_ENTRIES PROVIDED_
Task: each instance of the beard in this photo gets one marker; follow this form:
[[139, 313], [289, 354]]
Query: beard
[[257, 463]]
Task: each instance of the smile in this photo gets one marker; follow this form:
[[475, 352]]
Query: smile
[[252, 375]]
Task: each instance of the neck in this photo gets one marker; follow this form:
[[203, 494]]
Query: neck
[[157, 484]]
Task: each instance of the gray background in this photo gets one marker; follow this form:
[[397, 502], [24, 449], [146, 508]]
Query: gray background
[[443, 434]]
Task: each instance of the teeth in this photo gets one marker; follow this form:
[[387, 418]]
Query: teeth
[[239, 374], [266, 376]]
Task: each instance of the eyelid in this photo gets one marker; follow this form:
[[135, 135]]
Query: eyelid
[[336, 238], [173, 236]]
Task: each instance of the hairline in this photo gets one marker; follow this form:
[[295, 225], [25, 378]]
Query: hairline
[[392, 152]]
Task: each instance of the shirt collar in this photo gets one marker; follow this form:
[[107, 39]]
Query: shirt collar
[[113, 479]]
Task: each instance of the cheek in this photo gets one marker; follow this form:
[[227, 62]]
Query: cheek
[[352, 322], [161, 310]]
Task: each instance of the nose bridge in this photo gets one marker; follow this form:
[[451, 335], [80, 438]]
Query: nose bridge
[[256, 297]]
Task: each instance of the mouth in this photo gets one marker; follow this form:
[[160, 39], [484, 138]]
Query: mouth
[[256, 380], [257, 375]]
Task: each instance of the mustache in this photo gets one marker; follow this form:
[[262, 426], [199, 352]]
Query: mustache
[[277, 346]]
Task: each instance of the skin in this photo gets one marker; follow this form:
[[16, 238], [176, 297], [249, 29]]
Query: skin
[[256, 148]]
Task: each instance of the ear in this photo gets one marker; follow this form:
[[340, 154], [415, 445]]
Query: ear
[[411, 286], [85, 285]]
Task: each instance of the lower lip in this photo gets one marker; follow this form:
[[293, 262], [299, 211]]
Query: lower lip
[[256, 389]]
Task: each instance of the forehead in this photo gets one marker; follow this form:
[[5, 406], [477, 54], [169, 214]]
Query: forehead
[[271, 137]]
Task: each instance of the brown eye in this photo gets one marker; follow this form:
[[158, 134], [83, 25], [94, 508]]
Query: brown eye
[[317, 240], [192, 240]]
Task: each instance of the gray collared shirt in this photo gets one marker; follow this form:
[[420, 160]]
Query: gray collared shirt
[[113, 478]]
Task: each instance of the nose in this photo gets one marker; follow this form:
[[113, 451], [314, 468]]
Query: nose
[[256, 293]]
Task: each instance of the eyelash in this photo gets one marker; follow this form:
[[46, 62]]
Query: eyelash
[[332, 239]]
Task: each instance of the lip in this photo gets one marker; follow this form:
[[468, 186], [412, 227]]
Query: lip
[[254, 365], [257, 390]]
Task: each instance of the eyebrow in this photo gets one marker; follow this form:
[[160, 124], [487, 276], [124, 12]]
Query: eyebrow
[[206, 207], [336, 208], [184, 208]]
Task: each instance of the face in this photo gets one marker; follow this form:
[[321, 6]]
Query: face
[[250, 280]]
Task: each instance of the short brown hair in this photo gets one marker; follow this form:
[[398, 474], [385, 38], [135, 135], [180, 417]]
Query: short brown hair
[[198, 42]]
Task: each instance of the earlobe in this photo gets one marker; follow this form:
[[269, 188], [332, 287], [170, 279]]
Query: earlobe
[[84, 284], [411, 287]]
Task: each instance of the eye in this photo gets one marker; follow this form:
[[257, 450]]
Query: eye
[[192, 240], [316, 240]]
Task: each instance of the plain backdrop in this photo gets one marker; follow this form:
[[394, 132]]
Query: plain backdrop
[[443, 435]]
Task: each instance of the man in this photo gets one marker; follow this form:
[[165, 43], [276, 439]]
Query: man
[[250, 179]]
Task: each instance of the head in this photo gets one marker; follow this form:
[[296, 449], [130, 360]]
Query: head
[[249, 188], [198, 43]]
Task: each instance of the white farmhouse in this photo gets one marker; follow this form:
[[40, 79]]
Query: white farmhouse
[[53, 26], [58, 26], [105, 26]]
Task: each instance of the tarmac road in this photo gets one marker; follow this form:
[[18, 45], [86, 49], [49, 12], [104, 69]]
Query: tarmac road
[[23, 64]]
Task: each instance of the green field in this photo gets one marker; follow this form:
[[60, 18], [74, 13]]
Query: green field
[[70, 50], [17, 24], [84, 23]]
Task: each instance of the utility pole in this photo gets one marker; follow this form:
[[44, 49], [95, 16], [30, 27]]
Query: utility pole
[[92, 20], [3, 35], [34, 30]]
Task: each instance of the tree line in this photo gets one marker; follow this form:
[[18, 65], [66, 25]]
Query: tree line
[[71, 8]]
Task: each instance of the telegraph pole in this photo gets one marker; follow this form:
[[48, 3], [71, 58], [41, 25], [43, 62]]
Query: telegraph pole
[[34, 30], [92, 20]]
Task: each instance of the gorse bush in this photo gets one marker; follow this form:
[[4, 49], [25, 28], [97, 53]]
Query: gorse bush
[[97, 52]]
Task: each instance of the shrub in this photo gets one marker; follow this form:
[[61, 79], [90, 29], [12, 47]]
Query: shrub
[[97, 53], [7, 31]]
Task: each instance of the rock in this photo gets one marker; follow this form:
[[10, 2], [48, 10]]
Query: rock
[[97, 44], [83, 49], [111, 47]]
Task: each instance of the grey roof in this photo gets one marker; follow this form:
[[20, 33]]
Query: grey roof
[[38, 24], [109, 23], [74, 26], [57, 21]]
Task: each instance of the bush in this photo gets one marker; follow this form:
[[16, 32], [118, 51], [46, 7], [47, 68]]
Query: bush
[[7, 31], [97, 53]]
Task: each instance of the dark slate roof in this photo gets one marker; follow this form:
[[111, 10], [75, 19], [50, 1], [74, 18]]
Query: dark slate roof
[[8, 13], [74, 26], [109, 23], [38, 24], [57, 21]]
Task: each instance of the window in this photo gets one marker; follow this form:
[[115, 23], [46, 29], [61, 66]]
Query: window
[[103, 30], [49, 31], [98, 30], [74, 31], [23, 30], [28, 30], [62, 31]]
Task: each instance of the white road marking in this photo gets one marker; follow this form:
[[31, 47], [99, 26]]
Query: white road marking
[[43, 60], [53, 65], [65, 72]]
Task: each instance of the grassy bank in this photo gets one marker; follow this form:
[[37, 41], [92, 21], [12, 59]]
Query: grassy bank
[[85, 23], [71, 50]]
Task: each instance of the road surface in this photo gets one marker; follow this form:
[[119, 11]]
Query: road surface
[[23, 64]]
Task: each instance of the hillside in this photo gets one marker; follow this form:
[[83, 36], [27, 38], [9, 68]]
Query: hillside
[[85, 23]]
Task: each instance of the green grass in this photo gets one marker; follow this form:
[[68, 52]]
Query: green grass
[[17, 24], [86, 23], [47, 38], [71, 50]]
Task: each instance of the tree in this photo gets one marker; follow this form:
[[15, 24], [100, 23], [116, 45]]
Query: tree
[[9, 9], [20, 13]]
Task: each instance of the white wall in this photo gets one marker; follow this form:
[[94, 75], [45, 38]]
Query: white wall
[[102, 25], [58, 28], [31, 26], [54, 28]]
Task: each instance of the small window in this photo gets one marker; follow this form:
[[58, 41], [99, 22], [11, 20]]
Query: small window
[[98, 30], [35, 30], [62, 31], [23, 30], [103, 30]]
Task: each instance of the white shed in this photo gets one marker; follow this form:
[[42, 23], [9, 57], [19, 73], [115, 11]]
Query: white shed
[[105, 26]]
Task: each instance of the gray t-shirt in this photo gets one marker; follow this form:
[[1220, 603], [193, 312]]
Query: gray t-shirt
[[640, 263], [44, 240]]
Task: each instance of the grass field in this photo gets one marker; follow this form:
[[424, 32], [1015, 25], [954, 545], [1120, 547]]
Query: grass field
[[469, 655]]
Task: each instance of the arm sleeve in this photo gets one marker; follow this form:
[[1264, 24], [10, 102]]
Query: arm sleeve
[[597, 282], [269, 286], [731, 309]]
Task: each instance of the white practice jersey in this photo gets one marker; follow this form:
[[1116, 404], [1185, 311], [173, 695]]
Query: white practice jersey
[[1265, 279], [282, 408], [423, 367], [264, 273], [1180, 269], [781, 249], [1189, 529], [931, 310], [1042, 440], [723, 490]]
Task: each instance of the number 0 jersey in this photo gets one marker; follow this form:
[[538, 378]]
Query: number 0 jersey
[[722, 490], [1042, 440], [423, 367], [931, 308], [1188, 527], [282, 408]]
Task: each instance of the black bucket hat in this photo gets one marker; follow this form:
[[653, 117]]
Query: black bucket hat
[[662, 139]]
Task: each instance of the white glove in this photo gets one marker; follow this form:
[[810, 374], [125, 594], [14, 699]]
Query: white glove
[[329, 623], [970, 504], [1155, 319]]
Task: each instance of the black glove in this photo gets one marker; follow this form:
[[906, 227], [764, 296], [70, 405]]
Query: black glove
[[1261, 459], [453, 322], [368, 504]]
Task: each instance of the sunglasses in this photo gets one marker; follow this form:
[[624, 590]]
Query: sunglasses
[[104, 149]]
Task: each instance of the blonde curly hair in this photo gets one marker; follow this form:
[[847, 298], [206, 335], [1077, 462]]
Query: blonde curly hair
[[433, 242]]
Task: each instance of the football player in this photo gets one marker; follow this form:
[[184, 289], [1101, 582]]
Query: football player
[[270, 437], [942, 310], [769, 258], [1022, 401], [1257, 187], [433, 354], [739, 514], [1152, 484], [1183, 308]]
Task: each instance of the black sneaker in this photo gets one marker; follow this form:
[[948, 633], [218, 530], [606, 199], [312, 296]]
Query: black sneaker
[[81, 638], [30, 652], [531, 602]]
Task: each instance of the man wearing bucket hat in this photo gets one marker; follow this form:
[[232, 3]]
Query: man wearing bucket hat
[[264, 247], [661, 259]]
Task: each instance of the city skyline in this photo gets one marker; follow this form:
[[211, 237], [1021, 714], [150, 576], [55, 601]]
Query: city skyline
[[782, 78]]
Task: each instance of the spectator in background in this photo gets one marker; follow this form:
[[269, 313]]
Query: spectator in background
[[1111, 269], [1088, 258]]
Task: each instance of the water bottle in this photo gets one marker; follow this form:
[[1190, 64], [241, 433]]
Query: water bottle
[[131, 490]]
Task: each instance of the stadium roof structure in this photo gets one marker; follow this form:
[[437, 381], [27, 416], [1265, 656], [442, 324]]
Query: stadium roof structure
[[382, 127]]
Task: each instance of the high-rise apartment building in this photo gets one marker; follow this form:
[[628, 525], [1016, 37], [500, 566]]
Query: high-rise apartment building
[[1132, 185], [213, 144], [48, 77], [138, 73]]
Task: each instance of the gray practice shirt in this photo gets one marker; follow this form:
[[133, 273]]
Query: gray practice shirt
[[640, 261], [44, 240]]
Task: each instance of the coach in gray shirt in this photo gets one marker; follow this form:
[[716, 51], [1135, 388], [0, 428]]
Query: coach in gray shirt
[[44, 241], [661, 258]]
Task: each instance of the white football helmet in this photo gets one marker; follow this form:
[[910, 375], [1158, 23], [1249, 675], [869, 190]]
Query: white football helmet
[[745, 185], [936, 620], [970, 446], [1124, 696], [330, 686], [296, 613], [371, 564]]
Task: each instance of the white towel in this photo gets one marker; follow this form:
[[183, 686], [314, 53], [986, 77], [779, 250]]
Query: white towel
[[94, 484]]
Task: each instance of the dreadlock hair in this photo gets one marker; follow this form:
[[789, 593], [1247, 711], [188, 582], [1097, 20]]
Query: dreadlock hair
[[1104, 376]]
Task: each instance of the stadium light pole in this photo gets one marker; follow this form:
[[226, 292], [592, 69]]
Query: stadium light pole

_TASK INSTRUCTIONS_
Scan the data above for the word "light" and report every line where it is found.

_TASK RESPONSE_
Task: each instance of the stadium light pole in this photo gets one marker; follow this form:
Query: stadium light pole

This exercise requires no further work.